PAGE TEXT
----------
Category

1901-1940

Showing 1-20 of 125 results
  • Glossary Terms

    The term Objectivism was originally coined by William Carlos Williams in 1930 and developed from his reading of Alfred North Whitehead’s Science and the Modern World (Macmillan, 1925). Williams described Objectivism as looking at a poem “with a special eye to its structural aspect, how it has been constructed.” The Objectivist poets were a loosely affiliated group of Modernist American poets who were interested in these concepts and were writing in the 1930s and ’40s.

    Harriet Monroe famously solicited an edition of Objectivist work for Poetry guest-edited by Louis Zukofsky, who expanded the term and attempted to articulate its principles in the February 1931 issue. Zukofsky noted that the Objectivist poets were imagists rather than symbolists, and they were concerned with creating a poetic structure that could be perceived as a whole, rather than a series of imprecise but evocative images. He included Charles Reznikoff, George Oppen, Carl Rakosi, and the British poet Basil Bunting in the issue. The poet Lorine Niedecker later became closely associated with the movement. 

    Some critics and scholars believe that the Objectivist poets did not see themselves as a coherent “movement,” but rather as a group of poets with some shared interests and ideas about poetry, art, and politics. Zukofsky claimed in Prepositions: The Collected Critical Essays (Wesleyan University Press, 1967) that they only used the term Objectivism because Monroe insisted they have a name for their movement in the issue of Poetry. Regardless, not only was the movement tremendously influential on American and British poetry, but that issue of Poetry magazine served as a blueprint for other movements.

    Although the movement was short-lived and did not receive much critical attention in the 1940s and ’50s, groups of younger poets in the United States and England “rediscovered” the Objectivist poets in the 1960s. Objectivist poets would influence The San Francisco Renaissance of the 1950s, the Beat poets, Language Poetry, the Black Mountain poets, and the British Poetry Revival, among others. 

    For more on Objectivism, read Peter O’Leary’s feature, “The Energies of Words”. Browse Objectivist poets.
----------
CHALLENGES
A – Answer these questions from the Objectivism glossary entry:
(i) Who coined the term Objectivism, and in what year?
(ii) Which issue of Poetry did Louis Zukofsky guest-edit?
(iii) In what decade did younger poets "rediscover" the Objectivist poets?
B – Reproduce word for word the passage of the Objectivism glossary entry that begins with the words containing "Showing 1-20 of" and ends with "1930s and ’40s.".

RAW DATA
----------
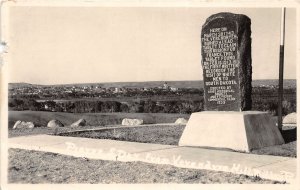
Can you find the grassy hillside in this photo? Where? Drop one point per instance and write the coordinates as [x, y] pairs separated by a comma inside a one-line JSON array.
----------
SOLUTIONS TO THE PROBLEMS
A –
(i) William Carlos Williams, in 1930.
(ii) The February 1931 issue.
(iii) The 1960s.

B –
Showing 1-20 of 125 results
  • Glossary Terms

    The term Objectivism was originally coined by William Carlos Williams in 1930 and developed from his reading of Alfred North Whitehead’s Science and the Modern World (Macmillan, 1925). Williams described Objectivism as looking at a poem “with a special eye to its structural aspect, how it has been constructed.” The Objectivist poets were a loosely affiliated group of Modernist American poets who were interested in these concepts and were writing in the 1930s and ’40s.